- The Washington Times - Friday, April 20, 2007

Two brothers in the Civil War, Jacob and Daniel Ammen, achieved distinction and glory, especially during the trying early days of the war. Although historians today largely overlook both, these two brothers deserve admiration and respect for remarkable service to their country.

After the battle of Shiloh in Tennessee, Brig. Gen. William Nelson, commander of the U.S. Army’s 4th Division, wrote of Jacob Ammen, “The style in which Colonel Ammen handled his brigade excited my admiration.”

Later in his postbattle report, Nelson singled out Jacob Ammen this way, “I desire to call the attention of the general commanding the Army of the Ohio to the distinguished conduct of Col. Jacob Ammen, of the Twenty-fourth Ohio Regiment, commanding the Tenth Brigade. The cool, wary, and vigorous method in which he fought his brigade, protecting all the while the left flank of the army, gave me a profitable lesson in the science of battle.”

This is high praise from a commander at the time of the Civil War. In fact, for generations of military men, to be “mentioned in dispatches” was about the highest distinction achievable.

After Shiloh, Jacob Ammen pursued the Confederates to Corinth, Miss., and northern Alabama. Unfortunately, Jacob suffered severely debilitating physical ailments that forced him from the field of battle. He was named commander of Camp Dennison in Ohio and ultimately promoted to the rank of brigadier general.

But Jacob Ammen’s assignment away from the front lines should not, in any way, be viewed as less than dynamic. For decades after the Civil War, the men trained at Camp Dennison recalled Gen. Ammen as both a stern disciplinarian and a “fine gentleman” whom they admiringly dubbed “Uncle Jake.”

At Dennison, Ammen trained 57 regiments of Ohio infantry, nine regiments of cavalry, and 19 batteries of artillery. Dennison was one of the largest camps used by the Union Army during the Civil War and also housed a 2,300-bed hospital, reputedly one of the best in the country.

Jacob’s younger brother, Daniel, attained a certain fame and distinction of his own. When the U.S. Navy launched a combined amphibious operation against Port Royal, S.C., in November 1861, the first amphibious assault of its kind in history, Daniel commanded the small gunboat USS Seneca.

#### DATA SHOWN:
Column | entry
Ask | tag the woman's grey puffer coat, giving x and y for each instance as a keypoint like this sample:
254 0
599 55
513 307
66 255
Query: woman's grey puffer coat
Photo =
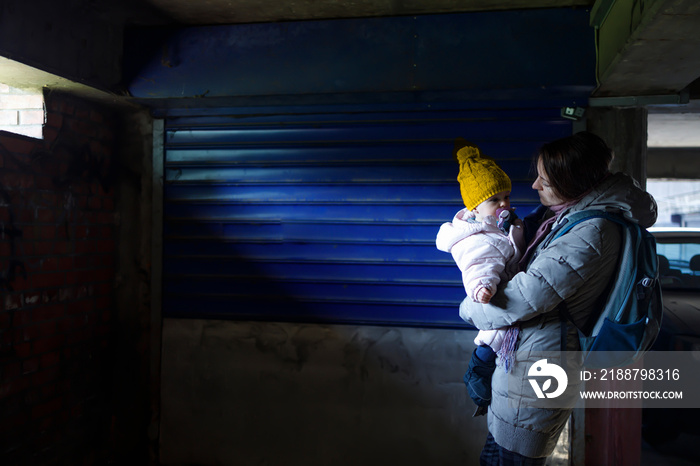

#### DIRECTIONS FOR THIS TASK:
Reproduce the passage of the Ammen brothers article starting with "At Dennison, Ammen" and going on through "gunboat USS Seneca.".

#### TASK OUTPUT:
At Dennison, Ammen trained 57 regiments of Ohio infantry, nine regiments of cavalry, and 19 batteries of artillery. Dennison was one of the largest camps used by the Union Army during the Civil War and also housed a 2,300-bed hospital, reputedly one of the best in the country.

Jacob’s younger brother, Daniel, attained a certain fame and distinction of his own. When the U.S. Navy launched a combined amphibious operation against Port Royal, S.C., in November 1861, the first amphibious assault of its kind in history, Daniel commanded the small gunboat USS Seneca.